[TASKS]
1. According to the text on LGBTQ+ History Month, who gathered educators and community leaders in 1994 to discuss a month for gay and lesbian history?
2. Name every organization that the text on LGBTQ+ History Month names as endorsing the month.
3. Copy word for word the stretch of the text on LGBTQ+ History Month from "Jordan Venditelli: Greetings" through "spaces more accessible.".

>> start TEXT SHOWN

Recalling the ‘Brave Spaces’ for LGBTQ+ History Month

October 27, 2020
Professor Mark Jordan
Professor Mark Jordan. Photo: Evgenia Eliseeva

Believing that a month should be dedicated to the celebration and teaching of gay and lesbian history, Rodney Wilson, a Missouri high school teacher, gathered other educators and community leaders to discuss the issue in 1994. The group selected October as LGBTQ+ History Month because public schools are in session and traditions, including Coming Out Day, occur that month.

Endorsed by GLAAD, the Human Rights Campaign, the National Gay and Lesbian Task Force, and other organizations, LGBTQ+ History Month celebrates the achievements of lesbian, gay, bisexual, or transgender people.

Mark Jordan, the Richard Reinhold Niebuhr Professor of Divinity at Harvard Divinity School, has written extensively on sexual ethics and is a scholar of Christian theology, European philosophy, and gender studies. In a recent interview with MDiv candidate Jordan Venditelli, Jordan discusses how students have contributed to chronicling LGBTQ+ history at Harvard, the future of “fragile victories” won by the LGBTQ+ community, and what questions and identities we might be leaving out of our work as LGBTQ+ voices and visibility continue to increase. They also look at ways to care for the community and move forward through active listening and advocacy.

Transcript

Jordan Venditelli: Greetings to everyone listening. I am Jordan Venditelli, a first-year master of divinity student at Harvard Divinity and I use they/them/their pronouns. I focus on queer and disabled theologies and how their theoretical work in praxis make institutional and religious spaces more accessible.

Today I have the pleasure of being in conversation with Dr. Mark Jordan. Mark is a scholar of Christian theology, European philosophy, and gender studies. Mark also writes on gender sexuality and the relationship between religious doctrine and LGBTQ issues. Housed in the Divinity School, he is the Niebuhr Professor of Divinity.

So I’m just going to hop right into the first question. Given the long history of HDS, I find it hard to believe that there were never any LGBTQ individuals among our ranks. But as more people who are open about their identities have joined the community, how have you perceived that the landscape at HDS has changed because of them and their reception by the community?

Mark Jordan: That’s a good and interesting question partly because I agree with you first that there must be much more to the queer history of HDS than we know. And let me just use the word queer as a kind of deliberately vague term to cover a whole range of ways of living. We have to assume that queer folk were here and probably here from the beginning, but it’s interesting how little we know about that history. For example, HDS was host in November of 1979 to the second national meeting of people who were then called lesbian and gay seminarians. So they gathered at HDS and we can tell from the program and some of the surviving documents that there was a thriving community here—there was a caucus and there were various meetings, and teachings, and outreach programs into the local area. But we don’t know that history.

>> end TEXT SHOWN
>> start DATASET SECTION

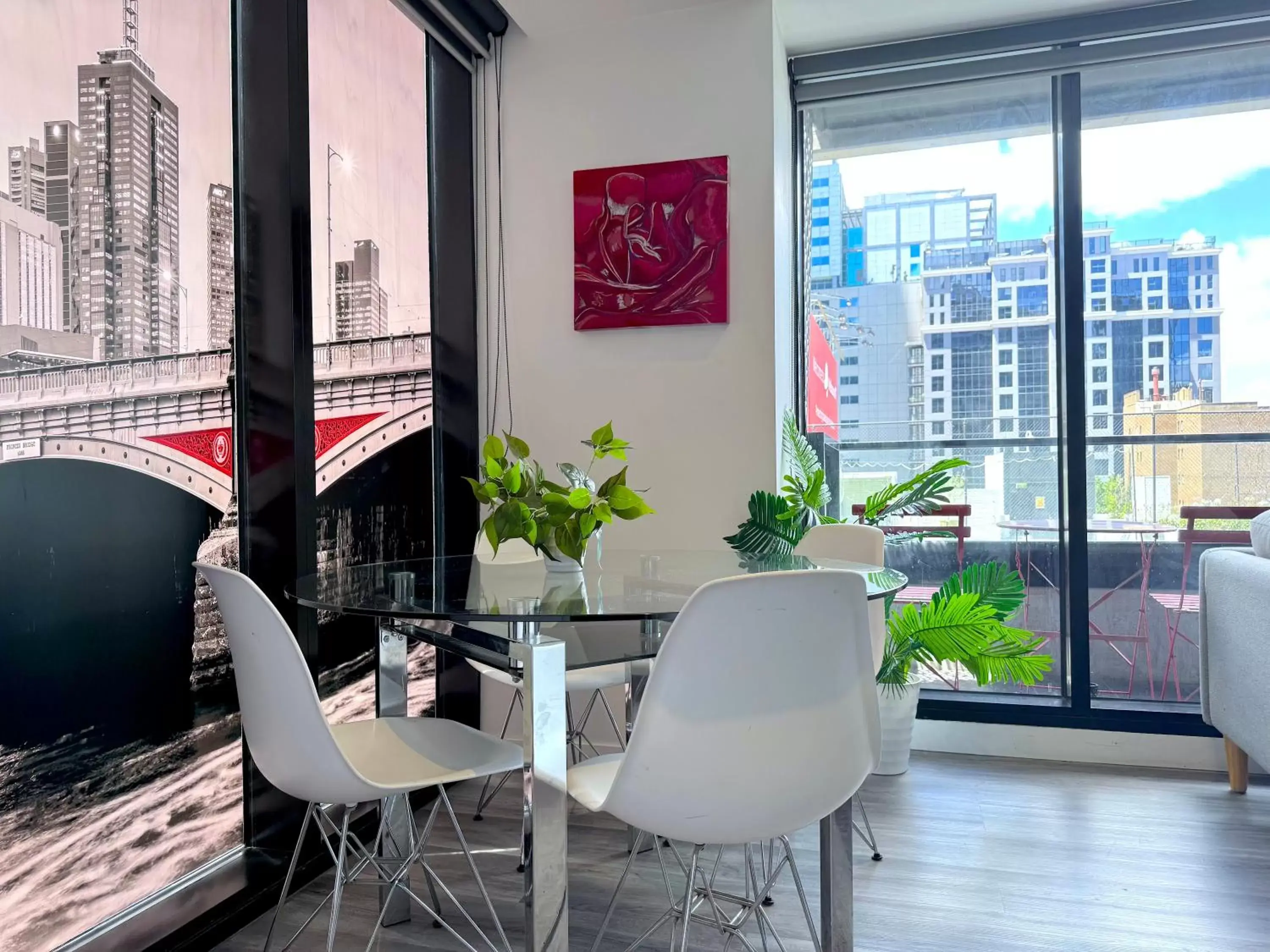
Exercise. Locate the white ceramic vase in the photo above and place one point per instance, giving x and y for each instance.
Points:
(898, 711)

>> end DATASET SECTION

[PER-TASK ANSWERS]
1. Rodney Wilson, a Missouri high school teacher.

2. GLAAD, the Human Rights Campaign, and the National Gay and Lesbian Task Force.

3.
Jordan Venditelli: Greetings to everyone listening. I am Jordan Venditelli, a first-year master of divinity student at Harvard Divinity and I use they/them/their pronouns. I focus on queer and disabled theologies and how their theoretical work in praxis make institutional and religious spaces more accessible.